Вы наверняка видели эти кадры. Киношники их обожают. Оборванные, злые мужики в ватниках бредут по колено в грязи, а за спиной у них — сытые морды НКВДшников с пулеметами. Штамп на штампе, но образ советского штрафбата въелся в подкорку намертво. Спроси любого на улице, и он тебе расскажет: вот, дескать, наши гнали людей на убой, а у немцев — там порядок, там дисциплина, там «цивилизованный подход». И знаете, что меня в этом больше всего раздражает? Не само незнание, нет. А вот это благоговейное придыхание перед «немецким порядком».
Я полжизни провел в архивах, листая пожелтевшие приказы с готическим шрифтом, и могу сказать одно: если советский штрафбат был адом, то немецкая штрафная система была преисподней, из которой выхода не предусматривалось вовсе. Мы часто слышим про наш Приказ № 227 «Ни шагу назад!», про 1942 год. Но почему-то забываем, или просто не знаем, что вермахт начал перемалывать своих же людей гораздо раньше. Первые «исправительные» части у них появились еще в 1936-м. За шесть лет до того, как Сталин подписал свою знаменитую директиву. Машина смерти была отлажена, смазана и готова к употреблению задолго до первых выстрелов на Восточном фронте.

*Описание задания*: Выпишите дословно из текста о штрафных частях фрагмент, который начинается со слов «Я полжизни провел» и заканчивается словами «на Восточном фронте.». Записи ниже никак не связаны с текстом о штрафных частях.

*Перечень записей*:
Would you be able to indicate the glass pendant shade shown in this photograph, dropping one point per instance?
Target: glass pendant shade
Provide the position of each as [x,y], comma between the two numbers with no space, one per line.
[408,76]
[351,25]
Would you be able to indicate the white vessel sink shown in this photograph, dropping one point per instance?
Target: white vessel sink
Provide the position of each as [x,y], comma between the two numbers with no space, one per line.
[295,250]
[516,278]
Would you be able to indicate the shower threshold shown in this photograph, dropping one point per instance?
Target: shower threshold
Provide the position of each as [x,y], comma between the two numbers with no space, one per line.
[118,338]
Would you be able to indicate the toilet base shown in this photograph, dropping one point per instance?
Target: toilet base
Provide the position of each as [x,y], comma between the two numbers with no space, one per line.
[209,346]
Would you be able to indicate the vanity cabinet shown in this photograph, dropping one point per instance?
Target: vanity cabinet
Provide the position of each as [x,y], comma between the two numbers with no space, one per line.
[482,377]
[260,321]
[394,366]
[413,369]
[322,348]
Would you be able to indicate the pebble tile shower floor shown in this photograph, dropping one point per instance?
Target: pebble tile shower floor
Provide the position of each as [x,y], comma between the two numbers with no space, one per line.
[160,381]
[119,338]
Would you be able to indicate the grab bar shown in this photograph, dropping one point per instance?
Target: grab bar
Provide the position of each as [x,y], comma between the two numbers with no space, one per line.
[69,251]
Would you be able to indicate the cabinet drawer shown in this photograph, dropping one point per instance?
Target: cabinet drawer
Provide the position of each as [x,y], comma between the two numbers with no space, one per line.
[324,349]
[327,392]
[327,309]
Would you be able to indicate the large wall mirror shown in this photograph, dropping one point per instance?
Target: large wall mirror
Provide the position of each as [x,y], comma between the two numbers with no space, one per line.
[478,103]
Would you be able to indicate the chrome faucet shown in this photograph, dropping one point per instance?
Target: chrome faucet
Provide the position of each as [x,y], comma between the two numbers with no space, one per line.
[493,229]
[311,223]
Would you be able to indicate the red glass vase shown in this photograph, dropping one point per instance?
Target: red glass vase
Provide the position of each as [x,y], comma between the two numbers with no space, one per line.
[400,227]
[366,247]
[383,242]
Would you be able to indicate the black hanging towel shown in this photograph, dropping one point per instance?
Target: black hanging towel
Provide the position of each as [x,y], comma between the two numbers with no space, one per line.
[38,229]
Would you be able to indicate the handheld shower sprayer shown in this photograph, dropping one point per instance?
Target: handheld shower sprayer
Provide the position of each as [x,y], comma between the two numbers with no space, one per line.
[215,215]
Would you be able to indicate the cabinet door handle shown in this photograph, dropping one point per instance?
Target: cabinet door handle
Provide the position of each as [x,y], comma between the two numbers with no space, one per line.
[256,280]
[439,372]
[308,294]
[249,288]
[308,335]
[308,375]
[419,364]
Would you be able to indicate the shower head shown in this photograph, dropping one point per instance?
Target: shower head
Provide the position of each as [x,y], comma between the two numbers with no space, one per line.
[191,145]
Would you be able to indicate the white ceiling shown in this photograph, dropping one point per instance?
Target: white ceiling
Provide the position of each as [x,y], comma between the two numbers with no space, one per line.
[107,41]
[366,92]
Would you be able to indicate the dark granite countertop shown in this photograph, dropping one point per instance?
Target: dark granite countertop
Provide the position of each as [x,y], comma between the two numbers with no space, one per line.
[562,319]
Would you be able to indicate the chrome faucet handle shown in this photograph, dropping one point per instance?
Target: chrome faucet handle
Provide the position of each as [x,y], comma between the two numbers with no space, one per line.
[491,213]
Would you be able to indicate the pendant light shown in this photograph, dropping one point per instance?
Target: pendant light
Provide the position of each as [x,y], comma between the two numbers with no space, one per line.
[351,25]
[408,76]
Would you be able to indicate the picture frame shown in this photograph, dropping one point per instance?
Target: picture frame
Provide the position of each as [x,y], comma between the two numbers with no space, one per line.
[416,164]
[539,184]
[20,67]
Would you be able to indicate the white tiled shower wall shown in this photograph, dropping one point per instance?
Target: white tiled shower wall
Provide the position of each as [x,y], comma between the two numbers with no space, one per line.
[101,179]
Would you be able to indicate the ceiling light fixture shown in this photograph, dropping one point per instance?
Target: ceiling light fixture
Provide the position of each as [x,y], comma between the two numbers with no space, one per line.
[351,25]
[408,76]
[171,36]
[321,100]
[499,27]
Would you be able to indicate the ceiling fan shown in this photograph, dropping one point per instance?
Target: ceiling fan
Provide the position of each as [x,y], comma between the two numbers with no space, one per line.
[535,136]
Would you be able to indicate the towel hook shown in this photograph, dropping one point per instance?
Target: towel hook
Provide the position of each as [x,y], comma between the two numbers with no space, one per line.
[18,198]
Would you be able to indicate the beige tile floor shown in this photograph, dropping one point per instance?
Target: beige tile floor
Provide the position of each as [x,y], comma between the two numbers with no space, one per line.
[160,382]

*Правильный ответ*:
Я полжизни провел в архивах, листая пожелтевшие приказы с готическим шрифтом, и могу сказать одно: если советский штрафбат был адом, то немецкая штрафная система была преисподней, из которой выхода не предусматривалось вовсе. Мы часто слышим про наш Приказ № 227 «Ни шагу назад!», про 1942 год. Но почему-то забываем, или просто не знаем, что вермахт начал перемалывать своих же людей гораздо раньше. Первые «исправительные» части у них появились еще в 1936-м. За шесть лет до того, как Сталин подписал свою знаменитую директиву. Машина смерти была отлажена, смазана и готова к употреблению задолго до первых выстрелов на Восточном фронте.